• [Exercise] Reproduce the following records verbatim, keeping every line unchanged.

## begin Data

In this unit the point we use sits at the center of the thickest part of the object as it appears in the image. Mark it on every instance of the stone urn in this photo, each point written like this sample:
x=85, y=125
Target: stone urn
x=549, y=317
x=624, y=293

## end Data

• [Response to this task]
In this unit the point we use sits at the center of the thickest part of the object as it appears in the image. Mark it on every instance of the stone urn in this photo, each point written like this sample:
x=85, y=125
Target: stone urn
x=549, y=317
x=624, y=293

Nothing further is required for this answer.